━━━ Document segment ━━━
Spatial Database Concepts
1. Introduction to
Spatial Databases
Spatial
databases incorporate functionality that provides support for databases that
keep track of objects in a multidimensional space. For example, cartographic
data-bases that store maps include two-dimensional spatial descriptions of
their objects—from countries and states to rivers, cities, roads, seas, and so
on. The systems that manage geographic data and related applications are known
as Geographical Information Systems
(GIS), and they are used in areas such as environmental applications,
transportation systems, emergency response systems, and battle management.
Other databases, such as meteorological databases for weather information, are
three-dimensional, since temperatures and other meteorological information are
related to three-dimensional spatial points. In general, a spatial database stores
objects that have spatial characteristics that describe them and that have spatial relationships among them.
The spatial relationships among the objects are important, and they are often
needed when querying the database. Although a spatial database can in general
refer to an n-dimensional space for
any n, we will limit our discussion
to two dimensions as an illustration.
A spatial
database is optimized to store and query data related to objects in space,
including points, lines and polygons. Satellite images are a prominent example
of spatial data. Queries posed on these spatial data, where predicates for
selection deal with spatial parameters, are called spatial queries. For example, “What are the names of all bookstores
within five miles of the College of Computing building at Georgia Tech?” is a
spatial query. Whereas typical databases process numeric and character data,
additional functionality needs to be added for databases to process spatial
data types. A query such as “List all the customers located within twenty miles
of company headquarters” will require the processing of spatial data types
typically outside the scope of standard relational algebra and may involve
consult-ing an external geographic database that maps the company headquarters
and each customer to a 2-D map based on their address. Effectively, each
customer will be associated to a <latitude, longitude> position. A
traditional B+-tree index based on customers’ zip codes or other
nonspatial attributes cannot be used to process this query since traditional
indexes are not capable of ordering multidimensional coordinate data.
━━━ Exercise data ━━━
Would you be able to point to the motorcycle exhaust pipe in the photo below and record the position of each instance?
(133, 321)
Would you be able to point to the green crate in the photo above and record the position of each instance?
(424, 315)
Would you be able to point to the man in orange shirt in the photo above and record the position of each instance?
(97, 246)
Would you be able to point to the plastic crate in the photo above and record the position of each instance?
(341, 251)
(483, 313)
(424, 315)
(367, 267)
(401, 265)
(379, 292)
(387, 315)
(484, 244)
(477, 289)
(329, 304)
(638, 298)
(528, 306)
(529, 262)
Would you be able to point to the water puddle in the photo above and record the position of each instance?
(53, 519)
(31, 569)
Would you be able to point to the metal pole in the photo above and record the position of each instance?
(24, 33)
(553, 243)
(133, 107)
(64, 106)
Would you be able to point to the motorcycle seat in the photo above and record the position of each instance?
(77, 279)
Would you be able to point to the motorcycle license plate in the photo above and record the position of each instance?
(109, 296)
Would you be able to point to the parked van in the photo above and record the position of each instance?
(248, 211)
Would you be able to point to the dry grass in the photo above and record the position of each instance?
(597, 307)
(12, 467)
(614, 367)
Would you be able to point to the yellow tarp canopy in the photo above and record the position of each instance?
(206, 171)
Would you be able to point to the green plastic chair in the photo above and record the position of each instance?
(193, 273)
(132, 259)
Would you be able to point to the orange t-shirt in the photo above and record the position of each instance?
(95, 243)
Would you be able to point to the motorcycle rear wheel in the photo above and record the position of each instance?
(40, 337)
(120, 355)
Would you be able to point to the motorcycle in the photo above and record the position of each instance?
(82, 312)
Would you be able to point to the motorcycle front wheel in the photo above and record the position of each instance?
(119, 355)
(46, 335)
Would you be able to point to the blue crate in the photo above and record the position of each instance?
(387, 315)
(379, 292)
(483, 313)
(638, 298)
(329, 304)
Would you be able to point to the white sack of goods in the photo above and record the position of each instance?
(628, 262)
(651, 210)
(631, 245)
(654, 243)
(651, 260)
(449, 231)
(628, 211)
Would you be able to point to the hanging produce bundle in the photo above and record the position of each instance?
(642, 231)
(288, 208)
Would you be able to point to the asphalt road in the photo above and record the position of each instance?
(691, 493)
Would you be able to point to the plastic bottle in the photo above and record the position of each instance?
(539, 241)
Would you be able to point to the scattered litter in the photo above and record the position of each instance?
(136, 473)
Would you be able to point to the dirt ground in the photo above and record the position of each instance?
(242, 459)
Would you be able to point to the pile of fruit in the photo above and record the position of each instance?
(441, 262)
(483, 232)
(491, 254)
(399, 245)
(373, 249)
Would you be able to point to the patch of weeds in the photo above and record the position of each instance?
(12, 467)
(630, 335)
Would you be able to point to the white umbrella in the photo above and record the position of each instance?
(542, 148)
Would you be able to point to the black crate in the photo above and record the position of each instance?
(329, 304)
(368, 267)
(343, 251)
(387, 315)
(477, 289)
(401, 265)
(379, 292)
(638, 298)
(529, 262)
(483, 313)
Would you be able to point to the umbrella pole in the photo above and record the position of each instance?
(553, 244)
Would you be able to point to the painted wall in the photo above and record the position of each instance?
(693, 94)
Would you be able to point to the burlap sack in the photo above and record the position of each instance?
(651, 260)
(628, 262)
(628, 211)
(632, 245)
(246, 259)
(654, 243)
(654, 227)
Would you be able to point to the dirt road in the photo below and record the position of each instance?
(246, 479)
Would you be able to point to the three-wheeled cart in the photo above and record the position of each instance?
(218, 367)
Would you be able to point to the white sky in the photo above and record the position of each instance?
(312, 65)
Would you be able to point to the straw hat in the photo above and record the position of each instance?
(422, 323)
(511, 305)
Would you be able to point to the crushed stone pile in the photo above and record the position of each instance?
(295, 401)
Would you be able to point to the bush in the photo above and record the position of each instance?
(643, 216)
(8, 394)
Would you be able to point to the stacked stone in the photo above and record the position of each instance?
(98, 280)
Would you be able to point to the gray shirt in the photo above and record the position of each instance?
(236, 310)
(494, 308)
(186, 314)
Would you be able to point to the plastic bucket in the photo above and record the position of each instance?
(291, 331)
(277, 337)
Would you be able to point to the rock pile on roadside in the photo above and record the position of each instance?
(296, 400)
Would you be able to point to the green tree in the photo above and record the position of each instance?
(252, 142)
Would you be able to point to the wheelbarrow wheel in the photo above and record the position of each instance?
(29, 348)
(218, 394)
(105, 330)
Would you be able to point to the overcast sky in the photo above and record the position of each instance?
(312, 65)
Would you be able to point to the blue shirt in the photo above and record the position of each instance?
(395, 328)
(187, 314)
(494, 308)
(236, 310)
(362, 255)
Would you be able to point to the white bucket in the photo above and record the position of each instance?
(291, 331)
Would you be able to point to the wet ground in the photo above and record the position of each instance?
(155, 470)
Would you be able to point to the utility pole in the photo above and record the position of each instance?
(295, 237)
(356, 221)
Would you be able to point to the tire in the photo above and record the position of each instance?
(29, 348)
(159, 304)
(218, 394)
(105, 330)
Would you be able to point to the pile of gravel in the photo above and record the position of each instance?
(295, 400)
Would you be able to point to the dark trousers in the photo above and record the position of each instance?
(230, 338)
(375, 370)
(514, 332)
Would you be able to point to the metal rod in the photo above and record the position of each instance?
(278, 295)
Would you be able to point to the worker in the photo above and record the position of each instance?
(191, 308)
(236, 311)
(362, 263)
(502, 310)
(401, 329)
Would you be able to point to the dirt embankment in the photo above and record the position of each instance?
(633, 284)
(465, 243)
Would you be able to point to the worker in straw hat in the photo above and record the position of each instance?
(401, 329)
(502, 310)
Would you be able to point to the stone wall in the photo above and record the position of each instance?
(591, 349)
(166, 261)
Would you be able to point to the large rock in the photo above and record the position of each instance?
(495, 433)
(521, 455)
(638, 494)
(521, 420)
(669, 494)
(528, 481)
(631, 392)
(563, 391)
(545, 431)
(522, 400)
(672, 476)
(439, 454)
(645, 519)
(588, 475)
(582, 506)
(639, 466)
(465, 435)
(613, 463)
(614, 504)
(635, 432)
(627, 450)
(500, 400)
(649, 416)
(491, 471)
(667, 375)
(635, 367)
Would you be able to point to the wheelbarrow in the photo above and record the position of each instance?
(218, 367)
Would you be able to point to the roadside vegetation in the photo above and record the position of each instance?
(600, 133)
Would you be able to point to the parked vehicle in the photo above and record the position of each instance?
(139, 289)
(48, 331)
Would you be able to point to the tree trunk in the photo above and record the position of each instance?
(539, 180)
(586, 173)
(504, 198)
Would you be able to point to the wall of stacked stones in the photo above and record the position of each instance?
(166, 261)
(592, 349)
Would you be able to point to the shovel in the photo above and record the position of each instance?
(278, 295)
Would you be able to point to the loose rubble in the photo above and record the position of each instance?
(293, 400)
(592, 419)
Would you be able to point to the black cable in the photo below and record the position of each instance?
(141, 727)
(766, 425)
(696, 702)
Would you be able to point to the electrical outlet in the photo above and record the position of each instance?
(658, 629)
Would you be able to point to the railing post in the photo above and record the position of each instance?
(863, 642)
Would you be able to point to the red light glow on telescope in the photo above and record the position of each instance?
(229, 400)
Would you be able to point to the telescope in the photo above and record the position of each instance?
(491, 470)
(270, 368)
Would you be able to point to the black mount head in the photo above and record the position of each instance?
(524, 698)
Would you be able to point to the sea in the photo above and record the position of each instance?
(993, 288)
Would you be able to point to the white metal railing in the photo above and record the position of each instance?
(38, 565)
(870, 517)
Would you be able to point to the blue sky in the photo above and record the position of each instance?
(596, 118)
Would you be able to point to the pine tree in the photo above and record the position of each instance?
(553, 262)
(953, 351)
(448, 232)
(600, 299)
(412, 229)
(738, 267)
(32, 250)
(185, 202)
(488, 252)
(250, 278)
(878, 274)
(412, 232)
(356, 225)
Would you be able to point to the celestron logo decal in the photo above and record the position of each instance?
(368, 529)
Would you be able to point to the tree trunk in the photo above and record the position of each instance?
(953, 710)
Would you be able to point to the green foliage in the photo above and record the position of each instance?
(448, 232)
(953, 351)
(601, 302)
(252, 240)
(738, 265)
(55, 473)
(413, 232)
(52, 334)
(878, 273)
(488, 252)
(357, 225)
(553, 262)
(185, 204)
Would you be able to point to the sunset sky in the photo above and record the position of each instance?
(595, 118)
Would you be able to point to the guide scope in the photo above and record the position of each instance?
━━━
[Actions to take]:
a: Decide whether each statement agrees with the text on spatial databases, answering yes or no and quoting the words of the text that settle it: (i) Meteorological databases are described as three-dimensional. (ii) The discussion covers n-dimensional space for any n. (iii) A traditional B+-tree index on customers' zip codes can process the query about customers near company headquarters.
b: Answer these questions from the text on spatial databases:
(i) What are the systems that manage geographic data and related applications called?
(ii) What is named as a prominent example of spatial data?
(iii) Within how many miles of company headquarters are customers to be listed in the sample query?

[Solutions to the exercise]:
a:
(i) Yes: "meteorological databases for weather information, are three-dimensional"
(ii) No: "we will limit our discussion to two dimensions as an illustration"
(iii) No: "cannot be used to process this query since traditional indexes are not capable of ordering multidimensional coordinate data"

b:
(i) Geographical Information Systems (GIS)
(ii) Satellite images
(iii) Twenty miles